Texte fourni
......

Le gros problème de Pistol Opera c'est sa contradiction. Tandis que Suzuki évoque tout un pan de son cinéma post 63 et s'auto-cite dans les grandes lignes (Pistol Opera étant le remake de La Marque du tueur), il fond dans le grand n’importe quoi nonsensique, et joue de sa propre théâtralité. En soit, Pistol Opera n'est pas un film à proprement parlé, mais bien une relecture stylistique de ses classiques formels, exigeant de son spectateur une bonne connaissance de son cinéma et des codes du polar pop jazzy. Pistol Opera a donc la saveur des films d'antan, calque sans grande profondeur même si visuellement ébouriffant (voir fatiguant), se fichant des limites mêmes du format pour davantage exploser et faire transparaître la sueur d'un cinéma anarchiste, libre de toutes conventions, poussant le vice jusqu'à trouver un rythme grâce à un score reggae. Certaines séquences sont ainsi mémorables (la poursuite entre l'handicapé moteur et Numéro 3, le duel final opposant Numéro 1 et 3), hélas plombées par l'absence totale de cohérence ou de liaison, le film de Suzuki n'étant qu'un pur récital d'idées en tout genre (personnage insensible, enfant voulant apprendre à tuer, utilisation récurrente de planches dessinées), comme une sorte d'attraction un peu longue et périlleuse mais dotée d'un final renversant.

......

Consignes
• a. D'après le texte sur Pistol Opera, de quel film ce long métrage est-il le remake ?
• b. Prolongez le texte sur Pistol Opera à la suite de sa dernière phrase.

......

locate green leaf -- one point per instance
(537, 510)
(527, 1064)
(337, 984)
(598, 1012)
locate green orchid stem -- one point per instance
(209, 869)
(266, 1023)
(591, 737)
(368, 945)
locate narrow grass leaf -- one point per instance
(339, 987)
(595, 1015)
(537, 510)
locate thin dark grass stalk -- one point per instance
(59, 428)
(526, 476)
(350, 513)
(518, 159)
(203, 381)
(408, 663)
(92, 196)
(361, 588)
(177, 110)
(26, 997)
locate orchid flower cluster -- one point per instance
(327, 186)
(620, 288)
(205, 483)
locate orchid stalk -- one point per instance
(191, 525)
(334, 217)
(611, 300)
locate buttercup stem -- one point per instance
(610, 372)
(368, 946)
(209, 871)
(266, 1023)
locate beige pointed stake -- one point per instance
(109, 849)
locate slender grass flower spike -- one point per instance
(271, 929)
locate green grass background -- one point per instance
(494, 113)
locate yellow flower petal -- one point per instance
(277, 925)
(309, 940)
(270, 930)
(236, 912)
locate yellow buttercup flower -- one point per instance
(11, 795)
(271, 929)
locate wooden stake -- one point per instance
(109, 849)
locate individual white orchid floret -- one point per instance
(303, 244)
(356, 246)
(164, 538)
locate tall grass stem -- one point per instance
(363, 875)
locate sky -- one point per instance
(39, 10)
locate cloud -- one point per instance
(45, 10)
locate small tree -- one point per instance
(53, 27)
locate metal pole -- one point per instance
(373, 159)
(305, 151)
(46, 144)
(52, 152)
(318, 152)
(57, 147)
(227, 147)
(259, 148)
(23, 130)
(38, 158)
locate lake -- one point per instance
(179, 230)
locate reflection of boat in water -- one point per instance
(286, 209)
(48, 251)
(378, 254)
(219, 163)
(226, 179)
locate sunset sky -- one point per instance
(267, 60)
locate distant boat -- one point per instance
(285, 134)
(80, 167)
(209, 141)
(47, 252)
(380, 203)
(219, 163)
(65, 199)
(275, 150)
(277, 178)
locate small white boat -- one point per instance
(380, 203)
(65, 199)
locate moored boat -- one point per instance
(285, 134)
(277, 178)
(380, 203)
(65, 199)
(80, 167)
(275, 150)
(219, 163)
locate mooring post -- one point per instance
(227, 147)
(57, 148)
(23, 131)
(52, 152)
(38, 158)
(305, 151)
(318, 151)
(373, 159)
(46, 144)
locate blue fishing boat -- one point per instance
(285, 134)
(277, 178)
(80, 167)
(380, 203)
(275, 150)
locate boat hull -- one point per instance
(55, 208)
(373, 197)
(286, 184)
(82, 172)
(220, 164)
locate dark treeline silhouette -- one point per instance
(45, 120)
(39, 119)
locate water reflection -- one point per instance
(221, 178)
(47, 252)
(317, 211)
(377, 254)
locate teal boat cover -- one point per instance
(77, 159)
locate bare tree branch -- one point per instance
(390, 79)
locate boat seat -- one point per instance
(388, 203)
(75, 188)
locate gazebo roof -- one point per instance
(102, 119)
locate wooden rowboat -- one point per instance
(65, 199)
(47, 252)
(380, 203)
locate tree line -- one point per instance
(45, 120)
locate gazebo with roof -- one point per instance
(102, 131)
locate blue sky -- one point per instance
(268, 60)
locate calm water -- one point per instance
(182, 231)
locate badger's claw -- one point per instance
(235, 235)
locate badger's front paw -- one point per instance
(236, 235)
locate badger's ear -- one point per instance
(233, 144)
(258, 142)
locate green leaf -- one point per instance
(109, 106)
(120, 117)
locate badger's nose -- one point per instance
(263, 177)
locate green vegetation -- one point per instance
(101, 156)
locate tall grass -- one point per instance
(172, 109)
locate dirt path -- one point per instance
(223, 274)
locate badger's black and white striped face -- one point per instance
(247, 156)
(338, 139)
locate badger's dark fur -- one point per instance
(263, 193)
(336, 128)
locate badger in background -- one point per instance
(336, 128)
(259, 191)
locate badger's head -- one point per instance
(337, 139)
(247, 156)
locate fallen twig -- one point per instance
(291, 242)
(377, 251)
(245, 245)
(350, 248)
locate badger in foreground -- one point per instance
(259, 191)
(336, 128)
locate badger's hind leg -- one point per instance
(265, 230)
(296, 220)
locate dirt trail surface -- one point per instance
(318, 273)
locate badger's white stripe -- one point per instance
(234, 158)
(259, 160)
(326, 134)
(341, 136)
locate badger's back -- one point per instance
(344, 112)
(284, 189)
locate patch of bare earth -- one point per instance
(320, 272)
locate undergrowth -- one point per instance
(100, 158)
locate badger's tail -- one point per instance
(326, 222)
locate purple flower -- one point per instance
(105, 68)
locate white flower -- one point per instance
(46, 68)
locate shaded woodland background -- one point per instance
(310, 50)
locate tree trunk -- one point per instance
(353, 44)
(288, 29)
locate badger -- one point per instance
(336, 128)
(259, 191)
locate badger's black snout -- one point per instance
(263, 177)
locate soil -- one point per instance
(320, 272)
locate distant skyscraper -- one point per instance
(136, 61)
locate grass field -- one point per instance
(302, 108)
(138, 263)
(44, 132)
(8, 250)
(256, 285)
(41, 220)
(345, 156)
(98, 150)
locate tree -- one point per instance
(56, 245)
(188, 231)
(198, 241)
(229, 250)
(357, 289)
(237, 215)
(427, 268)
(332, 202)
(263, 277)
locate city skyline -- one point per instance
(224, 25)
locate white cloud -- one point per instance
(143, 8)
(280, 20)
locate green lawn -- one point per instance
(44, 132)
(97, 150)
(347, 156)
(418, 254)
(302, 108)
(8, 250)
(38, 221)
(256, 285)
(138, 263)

......

Résultats par tâche
• a. De La Marque du tueur.

• b.
La bravoure des grands Suzuki n'est pas là et le grotesque du film ne correspond pas avec l'image sous-jacente que Suzuki tente de ressortir (le thème musical de La Marque du tueur peine à convaincre malgré ses élans nostalgiques) et les innombrables symboliques récurrentes. Comment peut-on effectivement justifier la symbolique du chien errant ou celle du train, filmés sans aucun son? Ce ne sont pas non plus les nombreuses ellipses ou les tours de force formels totalement vains qui changeront la donne (après avoir été touché d'une balle, le portrait du Numéro 3 se brise comme du verre) , pas même ce duel final rappelant Le vagabond de Tokyo par sa théâtralité et ses décors épurés à l'extrême. Pistol Opera se voit donc avant tout comme une démonstration visuelle avant d'être un objet de cinéma.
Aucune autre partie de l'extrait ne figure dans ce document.